▸ What you need to do:
Only the lines from the one with "Question. Identify every instance of the dirt" through the last belong in the output; print them exactly as given below.
========
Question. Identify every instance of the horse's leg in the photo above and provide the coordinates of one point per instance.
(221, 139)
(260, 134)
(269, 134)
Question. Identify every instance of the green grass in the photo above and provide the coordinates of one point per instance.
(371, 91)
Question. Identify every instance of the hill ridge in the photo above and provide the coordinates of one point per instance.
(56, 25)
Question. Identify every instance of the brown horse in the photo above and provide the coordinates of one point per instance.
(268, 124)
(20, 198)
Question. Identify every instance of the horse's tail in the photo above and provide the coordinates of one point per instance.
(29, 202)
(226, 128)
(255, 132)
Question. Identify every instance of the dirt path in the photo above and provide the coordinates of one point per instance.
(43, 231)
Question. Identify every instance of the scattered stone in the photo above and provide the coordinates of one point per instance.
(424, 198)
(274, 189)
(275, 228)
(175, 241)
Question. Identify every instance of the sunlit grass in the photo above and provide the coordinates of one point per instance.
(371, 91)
========
▸ Reply:
Question. Identify every instance of the dirt path in the photo above and provide the coordinates of one point per instance.
(43, 231)
Question. Identify every instance of the scattered stone in the photo above and provide the coordinates of one point per instance.
(424, 198)
(274, 189)
(275, 228)
(175, 241)
Question. Identify every instance of the sunlit grass in the photo above and provide the coordinates of one point per instance.
(371, 91)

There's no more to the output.